**What the exercise asks**
Determine the number of lines in the entries below in which the word "flock" appears, and reply with that number only.

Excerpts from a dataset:
=== Section Start ===
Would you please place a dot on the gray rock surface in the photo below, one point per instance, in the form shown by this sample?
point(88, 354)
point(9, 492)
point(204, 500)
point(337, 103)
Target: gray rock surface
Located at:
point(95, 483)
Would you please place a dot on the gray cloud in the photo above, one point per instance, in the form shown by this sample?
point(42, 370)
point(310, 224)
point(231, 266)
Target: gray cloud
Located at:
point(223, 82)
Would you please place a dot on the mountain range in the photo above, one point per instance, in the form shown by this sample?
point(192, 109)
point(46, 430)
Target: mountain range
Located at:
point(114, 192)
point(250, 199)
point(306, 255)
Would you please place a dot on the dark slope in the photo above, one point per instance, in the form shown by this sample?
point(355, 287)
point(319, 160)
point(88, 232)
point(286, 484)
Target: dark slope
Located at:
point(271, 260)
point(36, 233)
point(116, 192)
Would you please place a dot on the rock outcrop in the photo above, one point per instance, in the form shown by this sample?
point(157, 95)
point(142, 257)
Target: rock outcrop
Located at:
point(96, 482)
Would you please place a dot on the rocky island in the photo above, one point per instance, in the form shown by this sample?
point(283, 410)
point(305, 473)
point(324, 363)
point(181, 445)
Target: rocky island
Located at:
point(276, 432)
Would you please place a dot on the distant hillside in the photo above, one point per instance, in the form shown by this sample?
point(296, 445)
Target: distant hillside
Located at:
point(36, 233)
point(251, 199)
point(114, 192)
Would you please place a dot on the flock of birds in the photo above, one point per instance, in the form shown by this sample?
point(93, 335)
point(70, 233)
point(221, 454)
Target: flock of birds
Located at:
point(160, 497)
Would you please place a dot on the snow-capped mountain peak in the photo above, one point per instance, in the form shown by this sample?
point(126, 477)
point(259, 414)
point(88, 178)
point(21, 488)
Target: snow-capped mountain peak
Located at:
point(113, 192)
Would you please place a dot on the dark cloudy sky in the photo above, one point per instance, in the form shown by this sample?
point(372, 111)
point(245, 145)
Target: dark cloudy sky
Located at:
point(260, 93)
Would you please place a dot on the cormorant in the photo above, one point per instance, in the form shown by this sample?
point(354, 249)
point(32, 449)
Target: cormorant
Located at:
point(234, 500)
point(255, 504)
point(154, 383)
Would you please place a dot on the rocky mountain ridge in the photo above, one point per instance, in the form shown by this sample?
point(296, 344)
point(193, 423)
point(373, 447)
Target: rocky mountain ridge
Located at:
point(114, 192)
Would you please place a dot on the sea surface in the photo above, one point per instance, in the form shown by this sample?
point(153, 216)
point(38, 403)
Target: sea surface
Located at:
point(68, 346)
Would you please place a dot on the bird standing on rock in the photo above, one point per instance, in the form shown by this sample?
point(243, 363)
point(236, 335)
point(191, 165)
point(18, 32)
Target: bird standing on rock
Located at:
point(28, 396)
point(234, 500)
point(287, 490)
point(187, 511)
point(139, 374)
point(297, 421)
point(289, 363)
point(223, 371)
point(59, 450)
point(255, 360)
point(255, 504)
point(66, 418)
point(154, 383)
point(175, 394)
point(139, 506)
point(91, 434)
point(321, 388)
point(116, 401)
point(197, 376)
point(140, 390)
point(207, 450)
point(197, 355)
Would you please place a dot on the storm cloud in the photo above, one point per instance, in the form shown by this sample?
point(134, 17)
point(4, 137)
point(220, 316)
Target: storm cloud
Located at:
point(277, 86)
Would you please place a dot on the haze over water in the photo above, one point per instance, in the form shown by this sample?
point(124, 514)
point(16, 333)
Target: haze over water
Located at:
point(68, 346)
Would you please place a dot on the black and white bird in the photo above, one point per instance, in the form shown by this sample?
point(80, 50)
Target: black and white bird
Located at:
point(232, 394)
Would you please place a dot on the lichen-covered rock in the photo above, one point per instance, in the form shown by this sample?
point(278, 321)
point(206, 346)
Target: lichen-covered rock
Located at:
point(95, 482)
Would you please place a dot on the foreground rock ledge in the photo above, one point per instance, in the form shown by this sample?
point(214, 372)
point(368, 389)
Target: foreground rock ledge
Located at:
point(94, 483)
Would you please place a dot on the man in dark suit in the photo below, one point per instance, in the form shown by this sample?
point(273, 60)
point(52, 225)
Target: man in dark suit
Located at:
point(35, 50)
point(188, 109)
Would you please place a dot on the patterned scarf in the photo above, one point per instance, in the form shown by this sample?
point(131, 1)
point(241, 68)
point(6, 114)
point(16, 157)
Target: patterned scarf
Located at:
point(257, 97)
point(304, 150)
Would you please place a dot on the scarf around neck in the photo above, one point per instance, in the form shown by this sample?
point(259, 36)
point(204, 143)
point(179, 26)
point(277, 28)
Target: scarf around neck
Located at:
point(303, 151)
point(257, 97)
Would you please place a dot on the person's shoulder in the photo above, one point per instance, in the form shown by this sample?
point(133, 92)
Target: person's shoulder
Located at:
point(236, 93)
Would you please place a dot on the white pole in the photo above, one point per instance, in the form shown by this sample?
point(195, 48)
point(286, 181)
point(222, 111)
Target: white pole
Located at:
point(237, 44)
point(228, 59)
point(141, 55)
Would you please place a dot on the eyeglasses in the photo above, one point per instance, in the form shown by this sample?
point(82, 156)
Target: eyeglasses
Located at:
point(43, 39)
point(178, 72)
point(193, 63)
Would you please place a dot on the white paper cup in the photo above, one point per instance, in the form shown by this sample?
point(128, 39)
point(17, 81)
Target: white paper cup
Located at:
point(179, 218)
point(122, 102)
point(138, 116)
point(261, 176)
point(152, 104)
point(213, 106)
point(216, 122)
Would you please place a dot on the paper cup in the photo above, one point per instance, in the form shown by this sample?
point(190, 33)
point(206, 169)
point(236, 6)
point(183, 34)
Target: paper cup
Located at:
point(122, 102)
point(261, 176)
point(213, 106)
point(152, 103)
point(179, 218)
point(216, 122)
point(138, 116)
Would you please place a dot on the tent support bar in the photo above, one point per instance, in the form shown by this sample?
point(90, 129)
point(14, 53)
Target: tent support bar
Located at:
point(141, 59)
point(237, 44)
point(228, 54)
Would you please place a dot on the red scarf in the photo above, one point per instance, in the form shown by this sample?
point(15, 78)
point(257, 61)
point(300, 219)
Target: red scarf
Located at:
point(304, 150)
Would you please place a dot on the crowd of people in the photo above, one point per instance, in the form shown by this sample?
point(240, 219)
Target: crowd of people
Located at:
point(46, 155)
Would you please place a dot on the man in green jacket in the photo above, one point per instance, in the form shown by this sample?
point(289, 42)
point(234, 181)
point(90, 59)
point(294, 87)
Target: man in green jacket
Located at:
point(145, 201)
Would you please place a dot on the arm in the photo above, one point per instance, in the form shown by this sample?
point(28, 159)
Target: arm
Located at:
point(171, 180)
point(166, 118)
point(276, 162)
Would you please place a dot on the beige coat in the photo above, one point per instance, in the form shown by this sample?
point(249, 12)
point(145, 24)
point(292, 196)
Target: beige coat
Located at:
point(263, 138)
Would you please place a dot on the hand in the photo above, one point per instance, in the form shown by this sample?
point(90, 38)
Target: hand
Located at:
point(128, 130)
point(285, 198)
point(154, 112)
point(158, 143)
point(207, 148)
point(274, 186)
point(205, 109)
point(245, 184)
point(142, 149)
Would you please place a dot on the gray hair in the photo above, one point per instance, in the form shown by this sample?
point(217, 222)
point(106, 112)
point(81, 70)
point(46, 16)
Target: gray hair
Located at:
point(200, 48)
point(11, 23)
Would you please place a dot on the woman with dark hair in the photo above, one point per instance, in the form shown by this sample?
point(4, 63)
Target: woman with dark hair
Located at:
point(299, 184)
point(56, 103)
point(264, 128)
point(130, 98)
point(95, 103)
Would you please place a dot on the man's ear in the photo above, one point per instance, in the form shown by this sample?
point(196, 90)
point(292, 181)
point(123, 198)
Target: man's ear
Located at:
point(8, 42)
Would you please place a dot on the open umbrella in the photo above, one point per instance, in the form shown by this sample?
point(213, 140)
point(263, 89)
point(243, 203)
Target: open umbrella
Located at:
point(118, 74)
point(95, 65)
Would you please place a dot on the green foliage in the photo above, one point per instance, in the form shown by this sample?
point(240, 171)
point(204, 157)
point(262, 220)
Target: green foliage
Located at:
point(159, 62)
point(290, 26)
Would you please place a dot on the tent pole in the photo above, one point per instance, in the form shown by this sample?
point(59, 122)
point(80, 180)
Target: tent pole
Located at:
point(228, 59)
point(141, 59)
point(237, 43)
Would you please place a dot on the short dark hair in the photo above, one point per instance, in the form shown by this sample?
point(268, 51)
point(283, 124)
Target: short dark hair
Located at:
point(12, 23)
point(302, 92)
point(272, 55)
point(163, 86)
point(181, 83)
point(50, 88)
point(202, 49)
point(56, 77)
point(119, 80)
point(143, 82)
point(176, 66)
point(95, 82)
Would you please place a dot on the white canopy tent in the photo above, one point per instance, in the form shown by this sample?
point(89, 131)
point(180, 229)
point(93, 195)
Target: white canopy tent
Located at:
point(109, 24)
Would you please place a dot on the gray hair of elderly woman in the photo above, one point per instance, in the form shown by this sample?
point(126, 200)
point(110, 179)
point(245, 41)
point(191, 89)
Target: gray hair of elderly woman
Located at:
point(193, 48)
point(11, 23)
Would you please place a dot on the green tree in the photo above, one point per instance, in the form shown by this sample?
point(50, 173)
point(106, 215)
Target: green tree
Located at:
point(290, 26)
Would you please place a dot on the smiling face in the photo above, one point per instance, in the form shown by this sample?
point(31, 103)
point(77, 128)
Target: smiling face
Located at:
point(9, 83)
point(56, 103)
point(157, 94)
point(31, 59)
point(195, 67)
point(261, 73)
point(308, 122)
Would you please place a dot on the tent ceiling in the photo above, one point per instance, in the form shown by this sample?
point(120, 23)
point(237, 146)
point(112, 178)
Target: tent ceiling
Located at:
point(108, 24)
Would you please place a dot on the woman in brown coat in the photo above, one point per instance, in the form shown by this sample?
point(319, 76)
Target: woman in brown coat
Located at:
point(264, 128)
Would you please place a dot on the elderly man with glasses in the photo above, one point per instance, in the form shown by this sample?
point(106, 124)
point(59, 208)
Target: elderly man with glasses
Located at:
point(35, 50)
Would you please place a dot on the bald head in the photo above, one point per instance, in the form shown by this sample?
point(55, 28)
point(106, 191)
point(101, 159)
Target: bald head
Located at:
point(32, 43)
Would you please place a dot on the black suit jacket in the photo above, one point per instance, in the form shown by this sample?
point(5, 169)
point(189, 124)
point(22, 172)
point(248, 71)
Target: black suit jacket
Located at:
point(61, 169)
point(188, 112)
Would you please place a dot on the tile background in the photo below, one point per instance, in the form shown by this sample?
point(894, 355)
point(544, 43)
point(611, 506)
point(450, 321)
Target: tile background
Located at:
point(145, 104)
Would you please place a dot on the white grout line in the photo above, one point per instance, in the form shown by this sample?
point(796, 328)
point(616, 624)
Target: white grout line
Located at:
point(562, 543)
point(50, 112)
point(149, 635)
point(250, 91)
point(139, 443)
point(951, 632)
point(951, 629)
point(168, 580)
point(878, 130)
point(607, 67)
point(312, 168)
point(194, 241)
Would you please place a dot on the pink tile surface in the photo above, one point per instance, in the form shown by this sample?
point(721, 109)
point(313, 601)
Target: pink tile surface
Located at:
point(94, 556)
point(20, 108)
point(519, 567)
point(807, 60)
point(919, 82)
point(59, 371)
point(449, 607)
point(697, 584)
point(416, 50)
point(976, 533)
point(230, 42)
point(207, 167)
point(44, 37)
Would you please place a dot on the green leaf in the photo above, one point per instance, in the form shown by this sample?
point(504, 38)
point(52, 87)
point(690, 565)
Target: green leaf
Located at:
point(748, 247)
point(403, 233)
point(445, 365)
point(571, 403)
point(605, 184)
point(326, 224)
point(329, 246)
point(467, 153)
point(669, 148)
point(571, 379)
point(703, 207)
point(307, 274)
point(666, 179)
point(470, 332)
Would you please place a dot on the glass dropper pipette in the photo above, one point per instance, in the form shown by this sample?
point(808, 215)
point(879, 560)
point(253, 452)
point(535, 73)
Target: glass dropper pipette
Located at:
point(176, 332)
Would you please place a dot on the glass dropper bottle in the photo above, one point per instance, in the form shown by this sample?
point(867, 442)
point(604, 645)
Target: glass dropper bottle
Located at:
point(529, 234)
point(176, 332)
=== Section End ===
**Response to the task**
2